● **Task brief**
Extract the full listing below without altering a single character.

Lines of data
┄┄┄┄┄┄

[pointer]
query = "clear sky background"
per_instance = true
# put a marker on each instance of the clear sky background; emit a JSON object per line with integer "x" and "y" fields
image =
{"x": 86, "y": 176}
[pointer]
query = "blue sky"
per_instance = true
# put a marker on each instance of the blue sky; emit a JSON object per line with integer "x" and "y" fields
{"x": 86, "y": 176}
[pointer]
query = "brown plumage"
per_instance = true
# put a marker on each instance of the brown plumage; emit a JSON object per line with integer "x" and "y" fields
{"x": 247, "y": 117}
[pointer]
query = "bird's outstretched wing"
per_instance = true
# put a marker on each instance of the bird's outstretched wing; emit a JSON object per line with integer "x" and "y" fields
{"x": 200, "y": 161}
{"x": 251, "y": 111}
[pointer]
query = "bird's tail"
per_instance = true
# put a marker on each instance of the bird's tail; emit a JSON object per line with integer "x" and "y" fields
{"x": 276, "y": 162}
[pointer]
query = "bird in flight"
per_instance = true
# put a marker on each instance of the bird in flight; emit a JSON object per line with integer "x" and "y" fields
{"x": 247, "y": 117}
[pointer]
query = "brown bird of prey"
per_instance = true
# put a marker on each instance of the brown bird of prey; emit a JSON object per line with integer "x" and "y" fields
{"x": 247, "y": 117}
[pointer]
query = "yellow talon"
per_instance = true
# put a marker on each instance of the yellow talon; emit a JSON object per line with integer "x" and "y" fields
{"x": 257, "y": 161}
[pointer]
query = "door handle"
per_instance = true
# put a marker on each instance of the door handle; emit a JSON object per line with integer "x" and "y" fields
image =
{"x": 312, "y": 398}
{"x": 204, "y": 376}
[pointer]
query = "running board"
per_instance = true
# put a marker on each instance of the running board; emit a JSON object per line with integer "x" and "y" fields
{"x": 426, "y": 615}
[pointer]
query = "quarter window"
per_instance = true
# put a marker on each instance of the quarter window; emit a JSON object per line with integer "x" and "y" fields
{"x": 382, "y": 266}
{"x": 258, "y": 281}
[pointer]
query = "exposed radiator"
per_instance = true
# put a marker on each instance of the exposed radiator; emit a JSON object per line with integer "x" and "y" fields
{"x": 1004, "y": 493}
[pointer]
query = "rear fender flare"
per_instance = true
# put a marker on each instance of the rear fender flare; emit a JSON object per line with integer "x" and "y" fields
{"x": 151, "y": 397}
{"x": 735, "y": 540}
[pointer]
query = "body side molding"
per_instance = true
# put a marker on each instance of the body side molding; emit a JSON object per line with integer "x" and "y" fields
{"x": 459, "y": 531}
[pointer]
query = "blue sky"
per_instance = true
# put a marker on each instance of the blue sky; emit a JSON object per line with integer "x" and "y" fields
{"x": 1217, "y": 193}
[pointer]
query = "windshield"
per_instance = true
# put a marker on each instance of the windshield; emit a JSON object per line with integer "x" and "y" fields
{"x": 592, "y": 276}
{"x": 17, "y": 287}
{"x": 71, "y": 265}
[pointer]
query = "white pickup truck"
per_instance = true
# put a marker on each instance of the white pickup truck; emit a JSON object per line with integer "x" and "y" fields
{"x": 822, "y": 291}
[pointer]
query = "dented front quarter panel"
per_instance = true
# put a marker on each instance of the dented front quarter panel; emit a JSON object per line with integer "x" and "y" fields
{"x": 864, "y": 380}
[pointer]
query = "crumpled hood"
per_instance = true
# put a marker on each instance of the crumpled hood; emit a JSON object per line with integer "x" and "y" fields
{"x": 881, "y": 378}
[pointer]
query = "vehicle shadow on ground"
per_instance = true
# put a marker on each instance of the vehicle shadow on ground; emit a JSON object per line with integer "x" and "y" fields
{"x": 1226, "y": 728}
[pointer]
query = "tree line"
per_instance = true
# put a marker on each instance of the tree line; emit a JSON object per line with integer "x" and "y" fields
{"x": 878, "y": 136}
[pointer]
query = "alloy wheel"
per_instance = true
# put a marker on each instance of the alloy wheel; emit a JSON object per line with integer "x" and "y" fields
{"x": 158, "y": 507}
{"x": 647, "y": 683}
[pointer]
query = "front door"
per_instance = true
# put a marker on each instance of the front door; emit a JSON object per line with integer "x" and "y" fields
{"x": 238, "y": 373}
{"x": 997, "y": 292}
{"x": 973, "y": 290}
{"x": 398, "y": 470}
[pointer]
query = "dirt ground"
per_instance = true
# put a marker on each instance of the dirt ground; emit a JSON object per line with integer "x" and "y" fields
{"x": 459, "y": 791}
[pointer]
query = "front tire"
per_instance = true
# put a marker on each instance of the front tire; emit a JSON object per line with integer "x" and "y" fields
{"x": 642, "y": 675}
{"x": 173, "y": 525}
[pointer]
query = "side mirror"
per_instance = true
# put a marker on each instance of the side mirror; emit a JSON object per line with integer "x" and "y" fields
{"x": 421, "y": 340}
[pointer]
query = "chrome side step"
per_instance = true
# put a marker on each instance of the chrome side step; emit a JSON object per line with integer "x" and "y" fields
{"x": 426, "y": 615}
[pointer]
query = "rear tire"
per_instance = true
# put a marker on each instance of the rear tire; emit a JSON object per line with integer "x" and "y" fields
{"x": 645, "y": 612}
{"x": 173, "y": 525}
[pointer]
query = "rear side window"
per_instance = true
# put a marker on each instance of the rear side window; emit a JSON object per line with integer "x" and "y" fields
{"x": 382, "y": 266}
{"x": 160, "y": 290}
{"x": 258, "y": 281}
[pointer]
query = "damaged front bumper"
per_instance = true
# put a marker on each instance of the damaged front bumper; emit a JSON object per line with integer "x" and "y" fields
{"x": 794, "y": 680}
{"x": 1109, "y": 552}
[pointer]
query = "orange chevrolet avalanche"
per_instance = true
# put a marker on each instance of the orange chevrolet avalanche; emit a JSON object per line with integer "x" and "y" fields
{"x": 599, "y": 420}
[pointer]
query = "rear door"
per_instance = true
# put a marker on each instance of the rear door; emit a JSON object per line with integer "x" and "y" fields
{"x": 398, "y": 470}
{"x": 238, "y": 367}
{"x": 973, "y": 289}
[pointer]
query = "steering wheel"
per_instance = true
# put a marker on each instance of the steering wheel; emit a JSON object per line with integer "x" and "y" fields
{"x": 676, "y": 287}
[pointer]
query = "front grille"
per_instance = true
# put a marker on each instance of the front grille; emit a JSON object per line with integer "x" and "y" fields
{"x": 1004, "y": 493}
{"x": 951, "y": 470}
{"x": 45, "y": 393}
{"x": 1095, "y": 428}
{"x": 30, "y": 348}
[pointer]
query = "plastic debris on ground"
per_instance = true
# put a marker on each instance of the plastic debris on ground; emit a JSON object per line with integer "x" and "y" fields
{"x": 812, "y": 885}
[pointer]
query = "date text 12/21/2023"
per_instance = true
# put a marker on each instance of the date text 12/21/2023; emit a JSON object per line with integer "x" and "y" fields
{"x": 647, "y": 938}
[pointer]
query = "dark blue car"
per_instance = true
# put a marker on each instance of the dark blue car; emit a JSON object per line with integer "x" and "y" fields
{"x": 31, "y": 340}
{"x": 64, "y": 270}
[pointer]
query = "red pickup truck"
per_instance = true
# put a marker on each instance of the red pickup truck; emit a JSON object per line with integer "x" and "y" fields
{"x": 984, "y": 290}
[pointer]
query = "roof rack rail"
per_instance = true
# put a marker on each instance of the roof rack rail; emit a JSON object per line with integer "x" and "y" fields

┄┄┄┄┄┄

● **Answer**
[pointer]
query = "clear sky background"
per_instance = true
# put a marker on each instance of the clear sky background; emit a JSON object per line with integer "x" and "y" fields
image =
{"x": 86, "y": 176}
[pointer]
query = "blue sky"
per_instance = true
# put a marker on each instance of the blue sky; emit a JSON object per line with integer "x" and "y" fields
{"x": 86, "y": 176}
[pointer]
query = "brown plumage"
per_instance = true
# put a marker on each instance of the brown plumage; emit a JSON object per line with integer "x" and "y" fields
{"x": 247, "y": 117}
[pointer]
query = "bird's outstretched wing"
per_instance = true
# put a marker on each instance of the bird's outstretched wing; emit a JSON object per line with integer "x" and "y" fields
{"x": 200, "y": 161}
{"x": 251, "y": 111}
[pointer]
query = "bird's tail"
per_instance = true
# put a marker on each instance of the bird's tail; emit a JSON object per line with integer "x" and "y" fields
{"x": 276, "y": 162}
[pointer]
query = "bird in flight"
per_instance = true
# put a marker on each instance of the bird in flight; emit a JSON object per line with integer "x" and "y" fields
{"x": 247, "y": 117}
[pointer]
query = "brown bird of prey"
per_instance = true
# put a marker on each instance of the brown bird of prey; emit a JSON object per line with integer "x" and "y" fields
{"x": 247, "y": 117}
[pointer]
query = "yellow talon"
per_instance = true
# put a marker on each instance of the yellow talon; emit a JSON object per line with integer "x" and "y" fields
{"x": 257, "y": 161}
[pointer]
query = "door handle"
per_instance = true
# put a marker on each instance of the door handle; emit a JSON object per line with integer "x" and "y" fields
image =
{"x": 312, "y": 398}
{"x": 204, "y": 376}
[pointer]
query = "running board"
per_instance = true
# put a marker on each instance of the running board; emit a JSON object per line with integer "x" and "y" fields
{"x": 426, "y": 615}
[pointer]
query = "quarter window"
per_instance = true
# put a marker on each instance of the quarter window; emit a JSON object per line with integer "x" and "y" fields
{"x": 382, "y": 266}
{"x": 258, "y": 281}
[pointer]
query = "exposed radiator"
per_instance = true
# put a marker on each instance of the exposed radiator; emit a JSON object per line with integer "x" and "y" fields
{"x": 1004, "y": 493}
[pointer]
query = "rear fender flare"
per_instance = true
# put a marker on each instance of the rear fender flare; emit a JSON object per line with integer "x" and "y" fields
{"x": 151, "y": 397}
{"x": 735, "y": 540}
[pointer]
query = "body side molding"
per_instance = true
# put a marker on each instance of the body side molding; emit a JSON object per line with integer "x" and "y" fields
{"x": 459, "y": 531}
[pointer]
query = "blue sky"
per_instance = true
# put a marker on each instance of the blue sky; emit a JSON object per line with integer "x" and "y" fields
{"x": 1217, "y": 193}
[pointer]
query = "windshield"
per_instance = true
# put a marker on each instance of the windshield; emit a JSON object per line with integer "x" and "y" fields
{"x": 592, "y": 276}
{"x": 17, "y": 287}
{"x": 71, "y": 265}
[pointer]
query = "white pickup truck"
per_instance = true
# put a marker on each instance of the white pickup truck; emit a JSON object per line with integer "x" and "y" fields
{"x": 822, "y": 291}
[pointer]
query = "dented front quarter panel"
per_instance = true
# put a marker on each instance of the dented front quarter panel; emit a JSON object per line with integer "x" and "y" fields
{"x": 864, "y": 380}
[pointer]
query = "crumpled hood"
per_instance = true
# put a marker on each instance of the crumpled hood; emit a JSON object per line with integer "x" and "y" fields
{"x": 881, "y": 378}
[pointer]
query = "vehicle shadow on ground"
per_instance = true
# put a marker on each instance of the vehicle shadow on ground; emit a JSON object per line with integer "x" and "y" fields
{"x": 1226, "y": 728}
[pointer]
query = "tree line"
per_instance = true
# put a marker on each instance of the tree line; emit a JSON object per line with integer "x" and "y" fields
{"x": 878, "y": 136}
[pointer]
query = "alloy wheel"
per_instance = true
# put a marker on each instance of the alloy wheel; emit a JSON object per line with integer "x" and "y" fields
{"x": 158, "y": 507}
{"x": 647, "y": 683}
[pointer]
query = "front door"
per_instance = true
# put a marker on each instance of the front door; emit a JSON object per line with integer "x" and "y" fields
{"x": 238, "y": 373}
{"x": 997, "y": 292}
{"x": 973, "y": 290}
{"x": 398, "y": 470}
[pointer]
query = "dirt ground"
per_instance = true
# put a marker on each instance of the dirt ground; emit a JSON object per line with integer "x" and "y" fields
{"x": 459, "y": 791}
[pointer]
query = "front tire"
per_instance = true
# put a marker on each instance of the front tire; emit a JSON object per line with integer "x" and "y" fields
{"x": 642, "y": 675}
{"x": 173, "y": 525}
[pointer]
query = "side mirror"
per_instance = true
# put a marker on each instance of the side mirror; emit a JSON object per line with integer "x" and "y" fields
{"x": 421, "y": 340}
[pointer]
query = "chrome side step"
per_instance = true
# put a marker on each instance of the chrome side step; emit a JSON object per line with integer "x" and "y" fields
{"x": 426, "y": 615}
[pointer]
query = "rear tire"
per_instance = true
# put a marker on each instance of the rear tire; emit a JSON object per line with integer "x" and "y" fields
{"x": 645, "y": 612}
{"x": 173, "y": 525}
[pointer]
query = "rear side window"
per_instance = true
# put a marker on each instance of the rear side window; emit a JSON object per line with integer "x" and "y" fields
{"x": 382, "y": 266}
{"x": 160, "y": 290}
{"x": 258, "y": 281}
[pointer]
query = "damaged front bumper"
per_instance = true
# put a marker on each instance of the damaged front bumper; emit a JSON object per line with integer "x" and "y" fields
{"x": 794, "y": 680}
{"x": 1109, "y": 552}
[pointer]
query = "orange chevrolet avalanche"
per_instance = true
# put a marker on each instance of the orange chevrolet avalanche; emit a JSON object per line with integer "x" and "y" fields
{"x": 599, "y": 420}
[pointer]
query = "rear door"
per_instance = true
# put a marker on each instance of the rear door; emit a JSON object per line with integer "x" and "y" fields
{"x": 398, "y": 470}
{"x": 238, "y": 367}
{"x": 973, "y": 289}
[pointer]
query = "steering wheel"
per_instance = true
# put a marker on each instance of the steering wheel; emit a JSON object per line with integer "x" and "y" fields
{"x": 676, "y": 287}
[pointer]
query = "front grille"
per_instance = true
# put a marker on each instance of the front grille; emit a JSON object per line with integer "x" and "y" fields
{"x": 1004, "y": 493}
{"x": 951, "y": 470}
{"x": 45, "y": 393}
{"x": 1095, "y": 428}
{"x": 30, "y": 348}
[pointer]
query = "plastic debris on ground"
per_instance = true
# put a marker on each instance of the plastic debris on ground; emit a JSON object per line with integer "x" and "y" fields
{"x": 812, "y": 885}
[pointer]
query = "date text 12/21/2023"
per_instance = true
# put a marker on each instance of the date text 12/21/2023; emit a JSON object per line with integer "x" and "y" fields
{"x": 647, "y": 938}
[pointer]
query = "dark blue car"
per_instance = true
# put a marker on each instance of the dark blue car; emit a JSON object per line with integer "x" and "y" fields
{"x": 31, "y": 340}
{"x": 64, "y": 270}
[pointer]
query = "red pickup truck"
per_instance = true
# put a marker on each instance of the red pickup truck; emit a JSON object per line with integer "x" and "y" fields
{"x": 984, "y": 290}
[pointer]
query = "roof rack rail"
per_instance = true
# put a marker on each instance of the roof rack rail; emit a JSON object per line with integer "x" and "y" fields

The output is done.